### Document segment
—————
In Response to ‘Poetry Queen’
This is a love poem. The girl in the poem must be a writer, and he author of the poem longs for the girl to be writing her poems about him. He wants to comfort her in the same way she comforts him, even though she doesn’t realize it. But there are lines that suggest that they do have an intimate relationship: “Your skin feels so warm against mine” but then there are lines that suggest that there is no relationship at all: “So bat those pretty eyes and write your sonnet, tell me it’s about me.” I could be wrong. Sorry if I am. I like the line, “We’ll climb to the top of the world and we’ll live there together til we die,” because that is the typical feeling that a person in love longs for. It was appropriate. I also like “Our passions collide,” because it is a beautiful line.
In Response to “Eight by Eight”
This was a very interesting and very detailed story. It was so detailed, though, that I got a little confused what the idea of the story was. I could be completely wrong, but I think the story was about an FBI team that thought these coded postcards were a plan to attack the heart of the city, but it turned out it was really about a chess game.
I liked the idea for the story: that something big is being investigated and it turns out it’s about a silly chess game. That was a cool twist for the end. It wrapped the story up nicely. Because of that, I wouldn’t change the ending at all.
I was a bit confused in the beginning because there was so much detail and so many people being introduced in one small area of the story. Maybe you could take out some of the characters and write the story with only important characters so that not so many characters are needed to be explained. I understand, however, that all of the characters may be needed to explain the story, so it’s difficult to cut out some characters. There was just a lot going on and a lot of ground that had to be covered in order to tell the story and some of it could have been cut out to get the same story line across in a more clear way. I enjoyed the storyline and the ending. Great idea.
Carr's Review of Andrew's Poems
From: Carr
Re: “Anytime Is a Good Time” and “Poetry Queen”
Andrew,
There are things working well here in both your poems, “Anytime Is a Good Time” and “Poetry Queen.” First, I like that you have tried to write outside of the mould in “Anytime.” It’s good to see something a little different. And these two poems are very different from each other in some respects. “Poetry” is a love poem, of course, while “Anytime” I would call a political poem.
OK. So there are a couple of things I think work very well in “Anytime.” First is the line, “We’re all foaming at the mouth for something real. That’s a good idea for a poem: we’re all going through a fake life, being used in some way by forces we can’t control – and maybe don’t want to control. So we need to wake up, and “walk off the edge of the earth.” That’s good.
So what to work on here? The first thing is I would advise you to be more specific. Give us some examples of the things we are saying, doing, etc, that make us blind. Listen to Gil Scott Heron’s poem/song, “The Revolution Will Not Be Televised” for an example of that. Being more specific will also help you avoid passages like the one starting “Well, we all joke…” and ending with “context is so boring anyway.” I have a vague sense of what you’re trying to say there, but it’s a very unclear passage. Work on saying what you mean directly.
—————
[Records]
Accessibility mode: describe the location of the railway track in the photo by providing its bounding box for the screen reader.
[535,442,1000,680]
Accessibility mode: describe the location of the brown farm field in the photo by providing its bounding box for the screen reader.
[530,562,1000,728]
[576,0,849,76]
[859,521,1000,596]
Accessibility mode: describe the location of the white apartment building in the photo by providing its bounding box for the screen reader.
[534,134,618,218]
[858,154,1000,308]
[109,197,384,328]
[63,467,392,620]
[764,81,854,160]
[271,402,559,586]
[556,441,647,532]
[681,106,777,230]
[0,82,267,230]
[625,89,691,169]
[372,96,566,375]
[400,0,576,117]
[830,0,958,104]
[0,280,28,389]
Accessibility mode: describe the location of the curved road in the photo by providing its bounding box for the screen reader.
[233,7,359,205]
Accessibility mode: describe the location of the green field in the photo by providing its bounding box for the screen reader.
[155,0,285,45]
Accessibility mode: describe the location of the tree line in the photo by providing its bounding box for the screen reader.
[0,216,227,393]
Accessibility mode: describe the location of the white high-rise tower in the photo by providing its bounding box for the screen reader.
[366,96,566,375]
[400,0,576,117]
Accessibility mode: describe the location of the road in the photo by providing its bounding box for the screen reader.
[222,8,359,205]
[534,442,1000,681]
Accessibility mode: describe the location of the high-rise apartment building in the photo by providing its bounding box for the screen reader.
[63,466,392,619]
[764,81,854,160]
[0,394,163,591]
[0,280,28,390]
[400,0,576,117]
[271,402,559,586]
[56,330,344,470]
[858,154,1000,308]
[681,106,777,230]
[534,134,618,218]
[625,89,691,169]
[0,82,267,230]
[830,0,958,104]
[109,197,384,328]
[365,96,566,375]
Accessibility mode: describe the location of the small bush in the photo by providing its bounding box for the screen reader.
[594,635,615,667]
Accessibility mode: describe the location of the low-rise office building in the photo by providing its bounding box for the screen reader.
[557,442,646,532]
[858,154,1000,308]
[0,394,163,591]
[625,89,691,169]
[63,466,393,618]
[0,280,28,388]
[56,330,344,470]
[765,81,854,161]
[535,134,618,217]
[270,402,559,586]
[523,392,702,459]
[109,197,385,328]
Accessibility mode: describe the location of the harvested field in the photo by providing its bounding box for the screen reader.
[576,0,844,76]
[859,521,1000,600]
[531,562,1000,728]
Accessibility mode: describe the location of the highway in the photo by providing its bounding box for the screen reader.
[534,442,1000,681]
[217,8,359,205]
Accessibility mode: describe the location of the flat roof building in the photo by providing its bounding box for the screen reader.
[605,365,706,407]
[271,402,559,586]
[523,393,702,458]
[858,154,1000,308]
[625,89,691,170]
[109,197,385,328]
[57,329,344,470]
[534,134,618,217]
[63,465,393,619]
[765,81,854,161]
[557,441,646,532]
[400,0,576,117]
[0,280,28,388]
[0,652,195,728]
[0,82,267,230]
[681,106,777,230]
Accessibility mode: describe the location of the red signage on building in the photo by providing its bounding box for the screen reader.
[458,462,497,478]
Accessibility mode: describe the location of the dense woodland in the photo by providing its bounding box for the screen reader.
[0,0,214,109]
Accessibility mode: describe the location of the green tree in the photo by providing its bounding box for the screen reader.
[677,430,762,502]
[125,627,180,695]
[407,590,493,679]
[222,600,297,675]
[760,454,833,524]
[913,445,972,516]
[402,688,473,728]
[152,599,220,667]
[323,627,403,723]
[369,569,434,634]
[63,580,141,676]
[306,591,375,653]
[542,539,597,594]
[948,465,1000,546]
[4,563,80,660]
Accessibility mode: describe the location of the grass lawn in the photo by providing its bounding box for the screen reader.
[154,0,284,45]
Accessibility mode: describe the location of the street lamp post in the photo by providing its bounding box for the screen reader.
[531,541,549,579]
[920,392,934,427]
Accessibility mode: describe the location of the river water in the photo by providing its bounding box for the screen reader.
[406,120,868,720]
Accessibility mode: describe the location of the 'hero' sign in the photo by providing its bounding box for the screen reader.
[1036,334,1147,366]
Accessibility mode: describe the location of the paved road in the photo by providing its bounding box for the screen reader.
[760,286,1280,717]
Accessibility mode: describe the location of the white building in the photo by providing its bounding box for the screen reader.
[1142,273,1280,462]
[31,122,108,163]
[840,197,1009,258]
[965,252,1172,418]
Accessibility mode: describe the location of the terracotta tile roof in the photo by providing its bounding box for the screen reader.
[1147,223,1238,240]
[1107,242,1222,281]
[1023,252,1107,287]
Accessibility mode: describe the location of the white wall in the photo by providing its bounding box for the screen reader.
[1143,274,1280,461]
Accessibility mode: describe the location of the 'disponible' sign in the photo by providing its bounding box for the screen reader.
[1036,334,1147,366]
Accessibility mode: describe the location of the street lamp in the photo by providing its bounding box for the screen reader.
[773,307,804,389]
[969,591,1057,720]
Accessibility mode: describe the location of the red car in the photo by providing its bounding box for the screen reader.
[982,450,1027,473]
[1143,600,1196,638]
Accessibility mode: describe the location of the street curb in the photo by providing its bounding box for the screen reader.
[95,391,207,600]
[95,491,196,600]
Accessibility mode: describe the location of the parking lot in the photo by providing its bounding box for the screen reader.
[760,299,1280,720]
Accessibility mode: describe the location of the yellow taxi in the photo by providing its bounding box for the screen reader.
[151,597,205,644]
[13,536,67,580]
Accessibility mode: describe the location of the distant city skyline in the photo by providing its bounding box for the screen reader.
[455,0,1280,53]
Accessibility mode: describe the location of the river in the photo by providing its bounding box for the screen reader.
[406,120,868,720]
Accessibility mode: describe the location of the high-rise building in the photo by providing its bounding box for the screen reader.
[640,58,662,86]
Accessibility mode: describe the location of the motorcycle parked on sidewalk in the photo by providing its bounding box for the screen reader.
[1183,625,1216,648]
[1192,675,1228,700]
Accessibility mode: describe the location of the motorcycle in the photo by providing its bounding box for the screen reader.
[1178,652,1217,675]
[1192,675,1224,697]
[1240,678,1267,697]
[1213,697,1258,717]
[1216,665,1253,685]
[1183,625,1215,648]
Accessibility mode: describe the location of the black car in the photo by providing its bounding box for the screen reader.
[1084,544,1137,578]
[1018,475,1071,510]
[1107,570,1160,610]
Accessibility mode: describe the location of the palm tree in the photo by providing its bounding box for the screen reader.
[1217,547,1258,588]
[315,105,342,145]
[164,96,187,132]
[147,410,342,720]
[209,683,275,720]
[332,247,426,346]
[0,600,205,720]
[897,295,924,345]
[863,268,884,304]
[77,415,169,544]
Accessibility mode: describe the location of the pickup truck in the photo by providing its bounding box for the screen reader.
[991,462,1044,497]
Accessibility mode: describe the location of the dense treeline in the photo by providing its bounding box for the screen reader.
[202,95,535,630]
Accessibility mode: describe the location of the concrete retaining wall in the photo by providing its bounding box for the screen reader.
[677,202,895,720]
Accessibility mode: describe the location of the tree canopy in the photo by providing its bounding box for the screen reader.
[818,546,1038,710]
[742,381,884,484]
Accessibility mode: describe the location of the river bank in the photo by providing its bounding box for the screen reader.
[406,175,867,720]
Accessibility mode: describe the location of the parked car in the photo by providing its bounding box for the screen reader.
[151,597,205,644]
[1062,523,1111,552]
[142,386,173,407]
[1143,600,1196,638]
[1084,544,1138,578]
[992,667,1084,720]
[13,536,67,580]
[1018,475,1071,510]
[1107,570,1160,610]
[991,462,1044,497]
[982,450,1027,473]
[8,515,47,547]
—————
### Your tasks
1: In the reviews, what kind of poem does Carr call "Anytime Is a Good Time"?
2: Duplicate everything in the records from the line that contains "Accessibility mode: describe the location of the street curb" down to the line that contains "[95,491,196,600]", including both of those lines.
The records are unrelated to the reviews.

### Answer list
1: A political poem.

2:
Accessibility mode: describe the location of the street curb in the photo by providing its bounding box for the screen reader.
[95,391,207,600]
[95,491,196,600]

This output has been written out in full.